> Lines of data
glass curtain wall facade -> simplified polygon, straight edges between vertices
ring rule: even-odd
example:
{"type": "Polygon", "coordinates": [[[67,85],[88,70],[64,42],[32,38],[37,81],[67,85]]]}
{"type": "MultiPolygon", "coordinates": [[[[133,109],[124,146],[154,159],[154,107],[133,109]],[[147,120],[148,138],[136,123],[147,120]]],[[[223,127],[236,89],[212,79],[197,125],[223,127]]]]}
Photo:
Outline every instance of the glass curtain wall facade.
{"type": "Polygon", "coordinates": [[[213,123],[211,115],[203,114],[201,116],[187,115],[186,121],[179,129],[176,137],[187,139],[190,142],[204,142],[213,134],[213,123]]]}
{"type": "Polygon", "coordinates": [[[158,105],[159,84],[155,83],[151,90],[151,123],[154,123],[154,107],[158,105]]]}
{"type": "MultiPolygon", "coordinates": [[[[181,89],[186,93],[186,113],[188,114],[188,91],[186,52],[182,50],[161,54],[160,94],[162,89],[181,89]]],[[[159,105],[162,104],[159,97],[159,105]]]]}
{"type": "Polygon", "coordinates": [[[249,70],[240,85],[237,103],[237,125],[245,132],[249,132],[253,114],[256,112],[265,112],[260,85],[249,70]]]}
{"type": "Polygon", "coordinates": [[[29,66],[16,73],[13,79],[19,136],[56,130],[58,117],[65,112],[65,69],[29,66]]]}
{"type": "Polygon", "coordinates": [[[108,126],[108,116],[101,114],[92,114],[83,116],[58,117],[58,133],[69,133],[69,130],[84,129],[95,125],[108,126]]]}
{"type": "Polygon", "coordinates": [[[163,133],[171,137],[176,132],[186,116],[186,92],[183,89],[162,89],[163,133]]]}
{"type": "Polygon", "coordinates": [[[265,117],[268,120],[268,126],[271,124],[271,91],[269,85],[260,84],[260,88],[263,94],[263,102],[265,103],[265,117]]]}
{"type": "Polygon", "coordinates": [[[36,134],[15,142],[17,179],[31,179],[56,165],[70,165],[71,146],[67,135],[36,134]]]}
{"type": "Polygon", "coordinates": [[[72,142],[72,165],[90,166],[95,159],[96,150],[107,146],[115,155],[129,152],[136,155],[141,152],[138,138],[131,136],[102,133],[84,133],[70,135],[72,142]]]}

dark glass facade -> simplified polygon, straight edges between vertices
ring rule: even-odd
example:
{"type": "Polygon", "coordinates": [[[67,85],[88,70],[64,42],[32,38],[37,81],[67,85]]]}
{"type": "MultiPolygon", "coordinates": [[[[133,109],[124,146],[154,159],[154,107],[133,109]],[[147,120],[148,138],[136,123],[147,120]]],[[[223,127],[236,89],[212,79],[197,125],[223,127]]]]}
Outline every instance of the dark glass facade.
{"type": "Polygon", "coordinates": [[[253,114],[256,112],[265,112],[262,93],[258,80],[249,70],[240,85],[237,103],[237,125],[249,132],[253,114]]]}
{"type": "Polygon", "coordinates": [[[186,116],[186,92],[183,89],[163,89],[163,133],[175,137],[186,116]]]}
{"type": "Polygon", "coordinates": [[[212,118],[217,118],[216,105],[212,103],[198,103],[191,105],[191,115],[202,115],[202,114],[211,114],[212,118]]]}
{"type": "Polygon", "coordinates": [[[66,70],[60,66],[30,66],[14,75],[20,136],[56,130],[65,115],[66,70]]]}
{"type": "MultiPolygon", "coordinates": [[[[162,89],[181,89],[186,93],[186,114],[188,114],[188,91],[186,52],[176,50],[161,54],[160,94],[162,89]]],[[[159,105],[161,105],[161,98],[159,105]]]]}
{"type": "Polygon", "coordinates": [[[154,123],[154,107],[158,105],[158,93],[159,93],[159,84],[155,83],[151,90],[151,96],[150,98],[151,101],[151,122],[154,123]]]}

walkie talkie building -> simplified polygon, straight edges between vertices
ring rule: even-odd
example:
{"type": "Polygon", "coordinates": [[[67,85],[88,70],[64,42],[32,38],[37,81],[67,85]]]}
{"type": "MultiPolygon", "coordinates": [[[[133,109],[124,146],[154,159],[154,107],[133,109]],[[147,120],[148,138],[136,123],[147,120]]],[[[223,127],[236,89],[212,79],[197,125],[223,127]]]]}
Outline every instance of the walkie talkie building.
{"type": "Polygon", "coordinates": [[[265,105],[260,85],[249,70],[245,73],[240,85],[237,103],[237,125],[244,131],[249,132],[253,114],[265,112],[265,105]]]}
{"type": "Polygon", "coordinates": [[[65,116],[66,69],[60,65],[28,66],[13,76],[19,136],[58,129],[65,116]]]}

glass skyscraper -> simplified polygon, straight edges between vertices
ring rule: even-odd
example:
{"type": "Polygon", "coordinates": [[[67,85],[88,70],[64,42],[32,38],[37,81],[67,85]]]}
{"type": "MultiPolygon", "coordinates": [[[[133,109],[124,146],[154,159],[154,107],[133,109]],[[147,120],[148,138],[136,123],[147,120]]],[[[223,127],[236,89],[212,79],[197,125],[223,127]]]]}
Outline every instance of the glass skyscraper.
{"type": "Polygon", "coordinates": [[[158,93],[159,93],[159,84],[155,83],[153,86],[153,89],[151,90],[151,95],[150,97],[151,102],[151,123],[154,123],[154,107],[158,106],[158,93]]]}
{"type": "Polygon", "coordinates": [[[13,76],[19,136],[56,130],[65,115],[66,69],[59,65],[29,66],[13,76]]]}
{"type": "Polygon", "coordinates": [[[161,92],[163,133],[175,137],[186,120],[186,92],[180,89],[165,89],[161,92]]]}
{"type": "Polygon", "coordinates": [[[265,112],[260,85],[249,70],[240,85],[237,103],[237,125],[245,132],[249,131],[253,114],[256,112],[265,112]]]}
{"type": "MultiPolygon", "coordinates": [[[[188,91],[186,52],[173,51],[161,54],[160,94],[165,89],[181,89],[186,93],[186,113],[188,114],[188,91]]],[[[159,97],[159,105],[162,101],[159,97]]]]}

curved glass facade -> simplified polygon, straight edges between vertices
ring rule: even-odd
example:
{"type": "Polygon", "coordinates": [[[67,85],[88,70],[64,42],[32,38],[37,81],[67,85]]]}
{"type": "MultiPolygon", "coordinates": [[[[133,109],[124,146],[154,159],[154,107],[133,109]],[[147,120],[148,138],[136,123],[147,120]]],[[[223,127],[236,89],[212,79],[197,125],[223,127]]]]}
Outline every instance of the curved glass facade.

> EXERCISE AIM
Convert the lines above into a JSON list of strings, one string per line, omitting any blank lines.

> WRITTEN REPLY
[
  "glass curtain wall facade -> simplified polygon, straight edges between vertices",
  "ring rule: even-odd",
  "example:",
  "{\"type\": \"Polygon\", \"coordinates\": [[[67,85],[88,70],[64,42],[32,38],[37,81],[67,85]]]}",
  "{\"type\": \"MultiPolygon\", \"coordinates\": [[[[133,109],[124,146],[154,159],[154,107],[133,109]],[[147,120],[148,138],[136,123],[147,120]]],[[[223,127],[236,89],[212,79],[197,125],[223,127]]]]}",
  "Photo:",
  "Outline every instance of the glass curtain wall facade.",
  "{\"type\": \"Polygon\", \"coordinates\": [[[213,123],[211,115],[203,114],[201,116],[187,115],[186,121],[179,129],[176,137],[187,139],[190,142],[204,142],[213,134],[213,123]]]}",
  "{\"type\": \"Polygon\", \"coordinates\": [[[158,105],[159,84],[155,83],[151,90],[151,123],[154,123],[154,107],[158,105]]]}",
  "{\"type\": \"MultiPolygon\", \"coordinates\": [[[[181,89],[186,93],[186,113],[188,114],[188,91],[186,52],[182,50],[161,54],[160,94],[162,89],[181,89]]],[[[159,105],[162,104],[159,97],[159,105]]]]}",
  "{\"type\": \"Polygon\", \"coordinates\": [[[249,70],[240,85],[237,103],[237,125],[245,132],[249,132],[253,114],[256,112],[265,112],[260,85],[249,70]]]}",
  "{\"type\": \"Polygon\", \"coordinates\": [[[29,66],[16,73],[13,79],[19,136],[56,130],[58,117],[65,112],[65,69],[29,66]]]}",
  "{\"type\": \"Polygon\", \"coordinates\": [[[108,126],[108,116],[101,114],[92,114],[83,116],[58,117],[58,133],[69,133],[69,130],[84,129],[95,125],[108,126]]]}",
  "{\"type\": \"Polygon\", \"coordinates\": [[[163,133],[171,137],[176,132],[186,116],[186,92],[183,89],[162,89],[163,133]]]}",
  "{\"type\": \"Polygon\", \"coordinates\": [[[265,117],[268,120],[268,126],[271,124],[271,91],[269,85],[260,84],[260,88],[263,94],[263,102],[265,103],[265,117]]]}",
  "{\"type\": \"Polygon\", \"coordinates\": [[[36,134],[15,142],[17,179],[31,179],[56,165],[70,165],[71,146],[67,135],[36,134]]]}",
  "{\"type\": \"Polygon\", \"coordinates\": [[[72,142],[72,165],[90,166],[95,159],[96,150],[107,146],[115,155],[129,152],[136,155],[141,152],[138,138],[131,136],[102,133],[84,133],[70,135],[72,142]]]}",
  "dark glass facade -> simplified polygon, straight edges between vertices",
  "ring rule: even-odd",
  "example:",
  "{\"type\": \"Polygon\", \"coordinates\": [[[67,85],[88,70],[64,42],[32,38],[37,81],[67,85]]]}",
  "{\"type\": \"MultiPolygon\", \"coordinates\": [[[[133,109],[124,146],[154,159],[154,107],[133,109]],[[147,120],[148,138],[136,123],[147,120]]],[[[223,127],[236,89],[212,79],[197,125],[223,127]]]]}",
  "Outline every instance of the dark glass facade.",
  "{\"type\": \"Polygon\", \"coordinates\": [[[253,114],[256,112],[265,112],[262,93],[258,80],[249,70],[240,85],[237,103],[237,125],[249,132],[253,114]]]}",
  "{\"type\": \"Polygon\", \"coordinates\": [[[186,116],[186,92],[183,89],[163,89],[163,133],[175,137],[186,116]]]}",
  "{\"type\": \"Polygon\", \"coordinates\": [[[212,118],[217,118],[216,105],[212,103],[198,103],[191,105],[191,115],[202,115],[202,114],[211,114],[212,118]]]}",
  "{\"type\": \"Polygon\", \"coordinates\": [[[66,70],[60,66],[30,66],[14,75],[20,136],[56,130],[65,115],[66,70]]]}",
  "{\"type\": \"MultiPolygon\", \"coordinates\": [[[[162,89],[181,89],[186,93],[186,114],[188,114],[188,91],[186,52],[176,50],[161,54],[160,94],[162,89]]],[[[159,105],[161,105],[161,98],[159,105]]]]}",
  "{\"type\": \"Polygon\", \"coordinates\": [[[154,123],[154,107],[158,105],[158,93],[159,93],[159,84],[155,83],[151,90],[151,96],[150,98],[151,101],[151,122],[154,123]]]}",
  "walkie talkie building -> simplified polygon, straight edges between vertices",
  "ring rule: even-odd",
  "example:",
  "{\"type\": \"Polygon\", \"coordinates\": [[[67,85],[88,70],[64,42],[32,38],[37,81],[67,85]]]}",
  "{\"type\": \"MultiPolygon\", \"coordinates\": [[[[133,109],[124,146],[154,159],[154,107],[133,109]],[[147,120],[148,138],[136,123],[147,120]]],[[[223,127],[236,89],[212,79],[197,125],[223,127]]]]}",
  "Outline every instance of the walkie talkie building.",
  "{\"type\": \"Polygon\", \"coordinates\": [[[265,105],[260,85],[249,70],[245,73],[240,85],[237,103],[237,125],[244,131],[249,132],[253,114],[265,112],[265,105]]]}",
  "{\"type\": \"Polygon\", \"coordinates\": [[[65,116],[66,69],[60,65],[28,66],[13,76],[19,136],[58,129],[65,116]]]}",
  "glass skyscraper -> simplified polygon, straight edges between vertices",
  "ring rule: even-odd",
  "example:",
  "{\"type\": \"Polygon\", \"coordinates\": [[[67,85],[88,70],[64,42],[32,38],[37,81],[67,85]]]}",
  "{\"type\": \"MultiPolygon\", \"coordinates\": [[[[133,109],[124,146],[154,159],[154,107],[133,109]],[[147,120],[148,138],[136,123],[147,120]]],[[[223,127],[236,89],[212,79],[197,125],[223,127]]]]}",
  "Outline every instance of the glass skyscraper.",
  "{\"type\": \"Polygon\", \"coordinates\": [[[158,93],[159,93],[159,84],[155,83],[153,86],[153,89],[151,90],[151,95],[150,97],[151,102],[151,123],[154,123],[154,107],[158,106],[158,93]]]}",
  "{\"type\": \"Polygon\", \"coordinates\": [[[13,76],[19,136],[56,130],[65,115],[66,69],[59,65],[29,66],[13,76]]]}",
  "{\"type\": \"Polygon\", \"coordinates\": [[[161,92],[163,133],[175,137],[186,120],[186,92],[180,89],[165,89],[161,92]]]}",
  "{\"type\": \"Polygon\", \"coordinates\": [[[265,112],[260,85],[249,70],[240,85],[237,103],[237,125],[245,132],[249,131],[253,114],[256,112],[265,112]]]}",
  "{\"type\": \"MultiPolygon\", \"coordinates\": [[[[188,91],[186,52],[173,51],[161,54],[160,94],[165,89],[181,89],[186,93],[186,113],[188,114],[188,91]]],[[[159,97],[159,105],[162,101],[159,97]]]]}",
  "curved glass facade -> simplified polygon, straight edges between vertices",
  "ring rule: even-odd",
  "example:",
  "{\"type\": \"Polygon\", \"coordinates\": [[[67,85],[88,70],[64,42],[32,38],[37,81],[67,85]]]}",
  "{\"type\": \"MultiPolygon\", \"coordinates\": [[[[133,109],[124,146],[154,159],[154,107],[133,109]],[[147,120],[148,138],[136,123],[147,120]]],[[[223,127],[236,89],[212,79],[197,125],[223,127]]]]}",
  "Outline every instance of the curved glass facade."
]